## [Task data]
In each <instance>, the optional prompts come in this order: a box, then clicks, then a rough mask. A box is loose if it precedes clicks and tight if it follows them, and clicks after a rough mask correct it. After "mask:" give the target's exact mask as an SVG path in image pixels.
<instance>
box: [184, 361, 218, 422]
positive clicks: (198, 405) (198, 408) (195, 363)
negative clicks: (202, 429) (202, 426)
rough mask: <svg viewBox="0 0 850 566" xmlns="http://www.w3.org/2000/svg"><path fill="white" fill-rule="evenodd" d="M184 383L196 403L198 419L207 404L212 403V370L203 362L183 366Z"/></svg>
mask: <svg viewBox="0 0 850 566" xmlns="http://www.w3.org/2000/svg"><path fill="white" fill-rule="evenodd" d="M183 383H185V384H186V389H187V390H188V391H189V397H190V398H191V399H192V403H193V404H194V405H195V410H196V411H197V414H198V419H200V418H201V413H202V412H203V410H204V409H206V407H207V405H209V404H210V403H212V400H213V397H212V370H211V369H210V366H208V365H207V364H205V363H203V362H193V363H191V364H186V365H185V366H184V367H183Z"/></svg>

## [Exercise requirements]
Nothing should be left out. Reproduce all the entries precisely.

## [Written answer]
In each <instance>, the optional prompts come in this order: a box, then clicks, then a rough mask. A box is loose if it precedes clicks and tight if it follows them, and clicks after a rough mask correct it. After "mask:" give the target's exact mask as an SVG path in image pixels.
<instance>
box: [184, 361, 218, 422]
positive clicks: (198, 405) (198, 408) (195, 363)
negative clicks: (202, 429) (202, 426)
rough mask: <svg viewBox="0 0 850 566" xmlns="http://www.w3.org/2000/svg"><path fill="white" fill-rule="evenodd" d="M184 383L196 403L198 419L207 404L212 403V370L203 362L183 366Z"/></svg>
mask: <svg viewBox="0 0 850 566" xmlns="http://www.w3.org/2000/svg"><path fill="white" fill-rule="evenodd" d="M183 383H185V384H186V389H187V390H188V391H189V397H190V398H191V399H192V403H193V404H194V405H195V410H196V411H197V414H198V419H200V418H201V413H202V412H203V410H204V409H206V407H207V405H209V404H210V403H212V400H213V397H212V370H211V369H210V366H208V365H207V364H205V363H203V362H193V363H191V364H186V365H185V366H184V367H183Z"/></svg>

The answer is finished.